* **SOURCE INFORMATION**

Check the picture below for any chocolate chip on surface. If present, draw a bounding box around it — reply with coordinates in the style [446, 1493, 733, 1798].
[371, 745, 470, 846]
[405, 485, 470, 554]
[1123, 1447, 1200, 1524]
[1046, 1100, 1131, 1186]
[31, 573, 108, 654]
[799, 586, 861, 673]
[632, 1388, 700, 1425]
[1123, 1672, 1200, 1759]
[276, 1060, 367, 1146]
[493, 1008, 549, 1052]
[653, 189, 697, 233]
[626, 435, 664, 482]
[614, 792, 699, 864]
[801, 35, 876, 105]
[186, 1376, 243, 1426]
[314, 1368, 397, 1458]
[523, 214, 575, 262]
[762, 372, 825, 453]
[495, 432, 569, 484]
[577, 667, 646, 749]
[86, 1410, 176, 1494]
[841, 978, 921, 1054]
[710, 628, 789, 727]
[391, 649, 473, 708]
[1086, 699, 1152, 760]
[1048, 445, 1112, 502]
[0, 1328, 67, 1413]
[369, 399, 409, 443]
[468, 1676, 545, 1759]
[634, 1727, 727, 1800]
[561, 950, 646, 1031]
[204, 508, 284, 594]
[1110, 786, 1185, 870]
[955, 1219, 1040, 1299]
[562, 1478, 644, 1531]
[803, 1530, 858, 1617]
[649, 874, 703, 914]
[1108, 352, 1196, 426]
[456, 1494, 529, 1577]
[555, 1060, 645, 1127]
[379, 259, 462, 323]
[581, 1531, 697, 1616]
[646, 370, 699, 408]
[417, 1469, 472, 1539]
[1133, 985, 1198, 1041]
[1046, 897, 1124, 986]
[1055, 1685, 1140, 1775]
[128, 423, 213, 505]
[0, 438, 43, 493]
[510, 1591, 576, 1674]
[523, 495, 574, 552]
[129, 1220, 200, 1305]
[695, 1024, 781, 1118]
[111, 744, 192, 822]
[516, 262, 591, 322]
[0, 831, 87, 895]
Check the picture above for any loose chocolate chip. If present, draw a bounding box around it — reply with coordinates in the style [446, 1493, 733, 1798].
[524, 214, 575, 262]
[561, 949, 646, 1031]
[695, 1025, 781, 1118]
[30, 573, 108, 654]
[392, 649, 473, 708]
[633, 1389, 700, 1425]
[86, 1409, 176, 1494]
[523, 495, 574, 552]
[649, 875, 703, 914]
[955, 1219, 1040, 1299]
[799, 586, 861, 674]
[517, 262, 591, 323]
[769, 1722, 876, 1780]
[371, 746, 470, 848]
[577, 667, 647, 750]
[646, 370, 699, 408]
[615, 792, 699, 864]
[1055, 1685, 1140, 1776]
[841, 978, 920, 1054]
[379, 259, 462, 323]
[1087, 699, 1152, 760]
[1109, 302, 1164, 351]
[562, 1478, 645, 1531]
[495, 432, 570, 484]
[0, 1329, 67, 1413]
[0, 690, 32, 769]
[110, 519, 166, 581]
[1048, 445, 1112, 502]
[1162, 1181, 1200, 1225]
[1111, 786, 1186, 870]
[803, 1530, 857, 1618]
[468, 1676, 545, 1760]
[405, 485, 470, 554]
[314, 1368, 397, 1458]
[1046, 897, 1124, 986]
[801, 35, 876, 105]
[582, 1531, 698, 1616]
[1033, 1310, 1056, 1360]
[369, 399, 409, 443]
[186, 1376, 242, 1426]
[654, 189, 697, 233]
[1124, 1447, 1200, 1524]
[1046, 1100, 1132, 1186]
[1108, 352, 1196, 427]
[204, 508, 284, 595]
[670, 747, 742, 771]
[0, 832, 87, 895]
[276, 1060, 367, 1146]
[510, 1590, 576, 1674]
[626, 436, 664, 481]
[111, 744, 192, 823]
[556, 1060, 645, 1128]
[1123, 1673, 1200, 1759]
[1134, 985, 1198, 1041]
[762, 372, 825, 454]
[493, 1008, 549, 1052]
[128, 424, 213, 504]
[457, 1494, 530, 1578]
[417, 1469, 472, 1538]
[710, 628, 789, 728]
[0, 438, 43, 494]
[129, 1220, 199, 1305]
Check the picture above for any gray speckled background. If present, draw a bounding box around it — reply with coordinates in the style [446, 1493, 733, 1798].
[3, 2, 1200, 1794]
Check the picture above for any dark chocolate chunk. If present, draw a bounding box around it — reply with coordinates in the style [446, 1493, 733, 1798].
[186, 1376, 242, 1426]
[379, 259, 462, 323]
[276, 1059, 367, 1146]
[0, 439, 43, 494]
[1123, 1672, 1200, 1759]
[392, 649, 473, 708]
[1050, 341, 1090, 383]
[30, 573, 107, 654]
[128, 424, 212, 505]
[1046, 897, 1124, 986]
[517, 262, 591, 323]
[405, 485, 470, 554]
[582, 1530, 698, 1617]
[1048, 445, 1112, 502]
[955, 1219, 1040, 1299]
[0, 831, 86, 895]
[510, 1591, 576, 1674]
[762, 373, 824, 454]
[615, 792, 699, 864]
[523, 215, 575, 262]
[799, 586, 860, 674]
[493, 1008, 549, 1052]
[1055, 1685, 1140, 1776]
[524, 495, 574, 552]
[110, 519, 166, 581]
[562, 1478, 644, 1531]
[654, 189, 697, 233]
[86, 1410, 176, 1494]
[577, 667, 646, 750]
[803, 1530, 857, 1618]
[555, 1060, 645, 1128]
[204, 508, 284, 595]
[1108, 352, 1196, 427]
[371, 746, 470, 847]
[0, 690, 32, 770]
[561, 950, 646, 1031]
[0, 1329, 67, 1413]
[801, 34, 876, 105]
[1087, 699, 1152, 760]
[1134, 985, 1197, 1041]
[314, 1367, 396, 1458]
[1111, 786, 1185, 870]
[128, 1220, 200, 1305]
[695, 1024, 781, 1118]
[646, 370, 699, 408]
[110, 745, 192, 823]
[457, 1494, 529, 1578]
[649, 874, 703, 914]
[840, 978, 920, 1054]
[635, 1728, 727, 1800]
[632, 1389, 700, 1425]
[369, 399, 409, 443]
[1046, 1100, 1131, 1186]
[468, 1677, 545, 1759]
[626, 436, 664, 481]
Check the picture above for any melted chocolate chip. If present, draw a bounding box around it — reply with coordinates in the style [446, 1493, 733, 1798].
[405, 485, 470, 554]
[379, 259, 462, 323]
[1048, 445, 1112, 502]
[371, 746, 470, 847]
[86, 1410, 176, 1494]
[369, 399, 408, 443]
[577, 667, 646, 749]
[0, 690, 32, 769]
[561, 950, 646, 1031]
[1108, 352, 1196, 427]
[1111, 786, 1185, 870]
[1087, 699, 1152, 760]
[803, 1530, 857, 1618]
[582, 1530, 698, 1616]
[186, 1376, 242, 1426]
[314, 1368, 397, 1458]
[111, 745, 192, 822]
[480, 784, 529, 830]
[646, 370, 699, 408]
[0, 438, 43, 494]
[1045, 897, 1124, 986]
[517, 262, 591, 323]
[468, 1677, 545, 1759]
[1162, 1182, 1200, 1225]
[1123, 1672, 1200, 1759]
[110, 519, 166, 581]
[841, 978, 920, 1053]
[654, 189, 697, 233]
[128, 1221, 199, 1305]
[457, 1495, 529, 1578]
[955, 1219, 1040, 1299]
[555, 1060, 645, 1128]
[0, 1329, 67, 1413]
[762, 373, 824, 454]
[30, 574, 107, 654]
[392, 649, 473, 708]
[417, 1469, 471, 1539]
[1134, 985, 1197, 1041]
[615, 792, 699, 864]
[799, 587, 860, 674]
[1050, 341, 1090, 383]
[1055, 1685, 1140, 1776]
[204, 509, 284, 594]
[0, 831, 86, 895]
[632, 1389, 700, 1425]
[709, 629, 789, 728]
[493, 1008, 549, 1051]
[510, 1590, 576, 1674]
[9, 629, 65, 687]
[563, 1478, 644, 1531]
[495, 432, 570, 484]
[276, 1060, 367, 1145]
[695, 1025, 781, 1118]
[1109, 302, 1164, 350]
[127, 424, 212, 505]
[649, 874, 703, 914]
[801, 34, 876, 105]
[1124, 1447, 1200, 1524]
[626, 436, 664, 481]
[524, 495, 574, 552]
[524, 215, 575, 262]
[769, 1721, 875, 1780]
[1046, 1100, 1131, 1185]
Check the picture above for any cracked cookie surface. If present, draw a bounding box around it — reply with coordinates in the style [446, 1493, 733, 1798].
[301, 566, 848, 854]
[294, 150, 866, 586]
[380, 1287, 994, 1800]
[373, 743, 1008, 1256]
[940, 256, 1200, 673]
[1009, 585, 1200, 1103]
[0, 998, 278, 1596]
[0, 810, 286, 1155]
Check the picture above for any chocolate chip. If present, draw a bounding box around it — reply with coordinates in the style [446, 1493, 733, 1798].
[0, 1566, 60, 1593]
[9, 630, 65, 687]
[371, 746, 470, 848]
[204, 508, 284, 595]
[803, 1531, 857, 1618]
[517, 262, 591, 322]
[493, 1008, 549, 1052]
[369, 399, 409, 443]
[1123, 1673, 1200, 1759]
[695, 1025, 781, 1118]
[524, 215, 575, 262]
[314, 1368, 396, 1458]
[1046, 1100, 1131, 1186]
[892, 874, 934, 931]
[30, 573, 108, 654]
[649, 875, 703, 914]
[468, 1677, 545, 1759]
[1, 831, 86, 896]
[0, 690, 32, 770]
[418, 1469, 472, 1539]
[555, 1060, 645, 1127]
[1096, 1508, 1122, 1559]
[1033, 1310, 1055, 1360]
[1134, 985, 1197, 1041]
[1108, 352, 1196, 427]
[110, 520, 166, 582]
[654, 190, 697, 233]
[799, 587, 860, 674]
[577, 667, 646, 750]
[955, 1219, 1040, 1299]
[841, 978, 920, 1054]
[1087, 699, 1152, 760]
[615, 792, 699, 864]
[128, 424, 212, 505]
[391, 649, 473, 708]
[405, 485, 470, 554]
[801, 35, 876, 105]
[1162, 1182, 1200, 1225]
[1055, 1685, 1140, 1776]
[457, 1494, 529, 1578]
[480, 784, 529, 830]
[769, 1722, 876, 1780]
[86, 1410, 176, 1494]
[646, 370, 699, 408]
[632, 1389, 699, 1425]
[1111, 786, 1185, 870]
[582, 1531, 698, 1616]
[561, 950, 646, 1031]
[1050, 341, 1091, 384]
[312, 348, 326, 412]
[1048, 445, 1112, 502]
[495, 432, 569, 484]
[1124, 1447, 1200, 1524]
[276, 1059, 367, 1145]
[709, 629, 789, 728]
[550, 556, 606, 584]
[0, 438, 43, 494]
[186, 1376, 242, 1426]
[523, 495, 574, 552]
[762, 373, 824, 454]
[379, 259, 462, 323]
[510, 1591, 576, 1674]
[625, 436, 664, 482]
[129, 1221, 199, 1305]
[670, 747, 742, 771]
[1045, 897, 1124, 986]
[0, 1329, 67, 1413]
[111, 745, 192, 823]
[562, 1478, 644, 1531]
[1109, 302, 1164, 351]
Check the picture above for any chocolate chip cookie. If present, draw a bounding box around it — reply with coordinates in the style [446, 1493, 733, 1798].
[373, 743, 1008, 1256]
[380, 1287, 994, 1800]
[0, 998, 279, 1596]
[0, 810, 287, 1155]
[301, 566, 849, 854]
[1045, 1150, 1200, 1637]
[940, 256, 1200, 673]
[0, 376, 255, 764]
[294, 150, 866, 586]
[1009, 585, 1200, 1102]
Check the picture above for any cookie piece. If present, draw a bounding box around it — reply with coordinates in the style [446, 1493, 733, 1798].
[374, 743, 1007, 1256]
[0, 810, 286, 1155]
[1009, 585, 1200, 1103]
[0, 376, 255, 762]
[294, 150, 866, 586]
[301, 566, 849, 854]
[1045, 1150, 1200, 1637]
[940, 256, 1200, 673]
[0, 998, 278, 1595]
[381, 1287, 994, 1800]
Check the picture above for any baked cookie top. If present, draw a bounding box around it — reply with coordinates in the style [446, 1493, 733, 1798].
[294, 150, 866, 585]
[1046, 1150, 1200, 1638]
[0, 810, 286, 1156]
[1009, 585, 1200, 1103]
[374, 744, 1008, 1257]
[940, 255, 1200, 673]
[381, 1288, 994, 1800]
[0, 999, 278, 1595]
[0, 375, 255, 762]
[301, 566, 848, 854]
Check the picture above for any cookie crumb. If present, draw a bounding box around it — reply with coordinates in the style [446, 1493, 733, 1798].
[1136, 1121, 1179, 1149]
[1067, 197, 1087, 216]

* **WHAT THE TASK ASKS**
Reproduce without change every line of the entries above, from the one containing "Check the picture above for any chocolate chip cookie." through the last.

* **EXERCISE OUTPUT**
Check the picture above for any chocolate chip cookie. If present, draw a bounding box around it — reply with coordinates in the style [446, 1493, 733, 1798].
[373, 743, 1008, 1256]
[380, 1287, 994, 1800]
[0, 998, 279, 1596]
[0, 810, 287, 1155]
[301, 566, 849, 854]
[1045, 1150, 1200, 1637]
[940, 256, 1200, 673]
[0, 376, 255, 764]
[294, 150, 866, 586]
[1009, 585, 1200, 1102]
Check the picture above for any cookie piece. If present, draw a bounding box around it — reply with coordinates in the style [446, 1493, 733, 1798].
[374, 743, 1007, 1256]
[0, 810, 286, 1155]
[1009, 585, 1200, 1103]
[0, 376, 255, 762]
[294, 150, 866, 586]
[301, 566, 849, 854]
[1045, 1150, 1200, 1637]
[940, 256, 1200, 673]
[0, 998, 278, 1595]
[381, 1287, 994, 1800]
Check the picture above for any baked cookie top. If present, draw a bounding box around it — reply with coordinates in the style [446, 1493, 733, 1798].
[294, 150, 866, 585]
[1046, 1150, 1200, 1638]
[0, 810, 286, 1156]
[1009, 585, 1200, 1103]
[374, 744, 1008, 1257]
[940, 255, 1200, 673]
[381, 1288, 994, 1800]
[0, 999, 278, 1595]
[0, 375, 255, 762]
[301, 566, 848, 854]
Check the picture above for any cookie crumb. If present, draw a bounding box around it — reply with coordinates in the style [446, 1493, 733, 1798].
[1136, 1121, 1179, 1149]
[1067, 197, 1087, 216]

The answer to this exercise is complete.